[Start of Information shown]
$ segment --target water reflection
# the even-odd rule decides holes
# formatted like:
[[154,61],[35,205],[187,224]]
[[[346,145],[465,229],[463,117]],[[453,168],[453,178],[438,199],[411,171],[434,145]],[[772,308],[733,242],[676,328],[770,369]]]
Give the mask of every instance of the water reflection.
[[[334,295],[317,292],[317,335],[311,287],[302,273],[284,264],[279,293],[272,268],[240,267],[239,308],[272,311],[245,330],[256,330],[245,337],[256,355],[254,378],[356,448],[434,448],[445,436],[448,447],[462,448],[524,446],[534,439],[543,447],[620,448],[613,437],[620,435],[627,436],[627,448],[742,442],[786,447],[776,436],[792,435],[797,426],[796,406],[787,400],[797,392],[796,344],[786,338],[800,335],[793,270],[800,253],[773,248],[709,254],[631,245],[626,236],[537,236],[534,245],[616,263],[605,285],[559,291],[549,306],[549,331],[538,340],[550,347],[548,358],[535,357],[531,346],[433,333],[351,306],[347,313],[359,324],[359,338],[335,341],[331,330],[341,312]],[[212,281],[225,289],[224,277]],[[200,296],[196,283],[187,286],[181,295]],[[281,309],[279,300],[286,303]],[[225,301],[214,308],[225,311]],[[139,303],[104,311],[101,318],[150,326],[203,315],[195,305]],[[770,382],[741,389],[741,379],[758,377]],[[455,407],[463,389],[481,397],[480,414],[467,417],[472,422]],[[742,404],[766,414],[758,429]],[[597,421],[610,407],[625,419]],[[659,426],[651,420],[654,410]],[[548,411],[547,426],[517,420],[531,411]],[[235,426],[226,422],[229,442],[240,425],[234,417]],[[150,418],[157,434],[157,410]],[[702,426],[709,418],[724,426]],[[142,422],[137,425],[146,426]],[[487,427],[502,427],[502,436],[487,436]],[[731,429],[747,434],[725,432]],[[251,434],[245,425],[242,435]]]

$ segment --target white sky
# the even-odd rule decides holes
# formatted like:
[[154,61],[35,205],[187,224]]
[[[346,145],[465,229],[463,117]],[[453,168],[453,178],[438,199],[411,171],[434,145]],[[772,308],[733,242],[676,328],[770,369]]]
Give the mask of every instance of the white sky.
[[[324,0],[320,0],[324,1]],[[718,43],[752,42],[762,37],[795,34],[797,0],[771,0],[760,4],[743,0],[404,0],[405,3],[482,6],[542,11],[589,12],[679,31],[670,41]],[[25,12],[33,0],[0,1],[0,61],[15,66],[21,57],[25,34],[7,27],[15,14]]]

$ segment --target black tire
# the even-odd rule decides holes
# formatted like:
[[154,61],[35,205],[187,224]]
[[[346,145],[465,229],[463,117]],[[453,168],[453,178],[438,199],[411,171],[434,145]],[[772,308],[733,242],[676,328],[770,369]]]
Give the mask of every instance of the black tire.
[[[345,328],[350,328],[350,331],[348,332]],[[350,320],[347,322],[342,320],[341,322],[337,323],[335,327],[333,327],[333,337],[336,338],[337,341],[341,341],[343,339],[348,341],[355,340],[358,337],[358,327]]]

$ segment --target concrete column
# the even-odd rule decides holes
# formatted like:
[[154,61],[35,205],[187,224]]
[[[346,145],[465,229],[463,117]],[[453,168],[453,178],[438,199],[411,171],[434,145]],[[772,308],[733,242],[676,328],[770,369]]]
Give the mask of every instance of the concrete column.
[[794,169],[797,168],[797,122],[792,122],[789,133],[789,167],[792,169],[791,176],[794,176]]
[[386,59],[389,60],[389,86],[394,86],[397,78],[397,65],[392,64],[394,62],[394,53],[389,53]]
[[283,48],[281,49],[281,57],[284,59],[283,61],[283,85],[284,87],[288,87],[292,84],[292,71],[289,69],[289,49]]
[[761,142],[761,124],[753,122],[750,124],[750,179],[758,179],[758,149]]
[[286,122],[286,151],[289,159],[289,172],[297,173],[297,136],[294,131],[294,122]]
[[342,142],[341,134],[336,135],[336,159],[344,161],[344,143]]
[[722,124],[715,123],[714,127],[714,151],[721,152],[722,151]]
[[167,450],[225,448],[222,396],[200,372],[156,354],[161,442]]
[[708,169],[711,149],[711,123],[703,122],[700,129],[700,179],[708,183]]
[End of Information shown]
* _Goal of the exercise_: Copy all of the lines above, character for character and without any alteration.

* _Response to the exercise_:
$ segment --target water reflection
# the even-odd rule decides holes
# formatted like:
[[154,61],[35,205],[187,224]]
[[[346,145],[465,229],[463,117]],[[453,168],[453,178],[438,199],[411,171],[434,145]],[[772,308],[733,242],[676,328],[770,369]]]
Give the mask of every instance of the water reflection.
[[[334,295],[317,292],[317,335],[311,287],[302,273],[284,264],[279,293],[272,268],[240,267],[239,308],[272,311],[245,330],[256,330],[245,337],[256,355],[254,378],[356,448],[434,448],[445,436],[448,447],[462,448],[524,446],[534,439],[543,447],[620,448],[613,437],[620,435],[627,436],[627,448],[742,442],[786,447],[776,436],[792,435],[797,426],[796,406],[787,400],[797,392],[796,344],[786,338],[800,335],[793,270],[800,253],[773,248],[709,254],[631,245],[626,236],[537,236],[534,245],[616,263],[605,285],[559,291],[549,306],[549,331],[538,340],[550,347],[548,358],[535,357],[531,346],[433,333],[351,306],[347,313],[359,324],[359,338],[335,341],[331,330],[341,312]],[[212,281],[225,289],[224,277]],[[200,296],[196,283],[187,286],[181,295]],[[281,309],[279,300],[286,303]],[[225,301],[214,308],[225,311]],[[139,303],[104,311],[101,318],[150,326],[203,315],[195,305]],[[770,382],[741,389],[741,379],[758,377]],[[455,407],[463,389],[481,397],[480,414],[467,417],[472,422]],[[742,404],[766,414],[758,429]],[[597,421],[610,407],[625,419]],[[659,426],[651,420],[654,410]],[[548,411],[547,426],[517,420],[531,411]],[[235,426],[226,422],[229,442],[240,425],[234,417]],[[150,418],[157,434],[157,410]],[[702,426],[709,418],[724,426]],[[142,422],[137,425],[146,426]],[[487,427],[502,427],[502,436],[487,436]],[[731,429],[747,434],[725,432]],[[251,434],[245,425],[242,435]]]

$ segment --target white sky
# the even-odd rule decides holes
# formatted like:
[[154,61],[35,205],[187,224]]
[[[346,145],[465,229],[463,117]],[[453,168],[453,178],[438,199],[411,171],[434,145]],[[772,308],[733,242],[676,328],[770,369]]]
Give the mask of every instance of the white sky.
[[[324,0],[320,0],[324,1]],[[718,43],[752,42],[762,37],[795,34],[797,0],[771,0],[760,4],[743,0],[404,0],[405,3],[482,6],[542,11],[589,12],[679,31],[670,41]],[[25,12],[33,0],[0,1],[0,61],[15,66],[21,57],[25,34],[7,27],[15,14]]]

$ segment --target black tire
# the even-odd rule decides holes
# formatted like:
[[154,61],[35,205],[187,224]]
[[[346,145],[465,229],[463,117]],[[453,168],[453,178],[438,199],[411,171],[434,145]],[[772,308],[733,242],[676,328],[770,369]]]
Give the mask of every instance of the black tire.
[[[345,328],[350,328],[350,331],[348,332]],[[350,320],[347,322],[342,320],[341,322],[337,323],[335,327],[333,327],[333,337],[336,338],[337,341],[341,341],[343,339],[348,341],[355,340],[358,337],[358,327]]]

$ segment --target concrete column
# the even-odd rule decides holes
# formatted like:
[[154,61],[35,205],[187,224]]
[[[346,145],[465,229],[463,117]],[[453,168],[453,178],[438,199],[411,171],[434,145]],[[772,308],[733,242],[676,328],[770,369]]]
Give the mask of every instance of the concrete column.
[[794,169],[797,168],[797,122],[792,122],[789,133],[789,167],[792,169],[791,176],[794,176]]
[[386,59],[389,60],[389,86],[394,86],[397,78],[397,65],[392,64],[394,62],[394,53],[389,53]]
[[283,48],[281,49],[281,57],[284,59],[283,61],[283,85],[284,87],[288,87],[292,84],[292,71],[289,69],[289,49]]
[[761,142],[761,124],[753,122],[750,124],[750,179],[758,179],[758,149]]
[[286,122],[286,151],[289,159],[289,172],[297,173],[297,136],[294,131],[294,122]]
[[342,142],[341,134],[336,135],[336,159],[344,161],[344,143]]
[[722,124],[715,123],[714,127],[714,151],[721,152],[722,151]]
[[167,450],[225,448],[222,396],[200,372],[156,354],[161,442]]
[[708,169],[711,149],[711,123],[703,122],[700,129],[700,179],[708,183]]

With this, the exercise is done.